_INPUT RECORDS_.
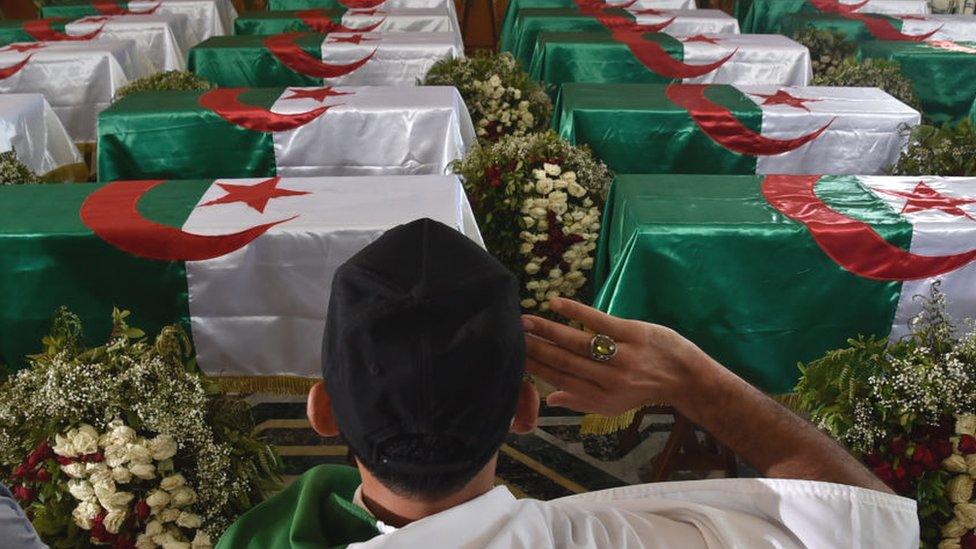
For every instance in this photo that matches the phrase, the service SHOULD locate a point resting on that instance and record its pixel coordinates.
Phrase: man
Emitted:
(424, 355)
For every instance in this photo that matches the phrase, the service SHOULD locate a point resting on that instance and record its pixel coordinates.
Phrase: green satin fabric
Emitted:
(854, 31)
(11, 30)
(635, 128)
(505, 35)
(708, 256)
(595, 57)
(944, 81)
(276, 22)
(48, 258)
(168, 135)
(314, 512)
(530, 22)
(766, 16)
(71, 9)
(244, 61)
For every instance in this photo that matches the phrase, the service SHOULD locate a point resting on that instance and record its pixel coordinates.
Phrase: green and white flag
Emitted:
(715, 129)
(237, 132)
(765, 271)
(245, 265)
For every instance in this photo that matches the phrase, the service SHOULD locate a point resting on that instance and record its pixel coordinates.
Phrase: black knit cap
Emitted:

_TASK_.
Search the records above for the string "green". Report each line that has it.

_OUTPUT OF THE TASK_.
Phrase: green satin fabric
Phrase: green and white flag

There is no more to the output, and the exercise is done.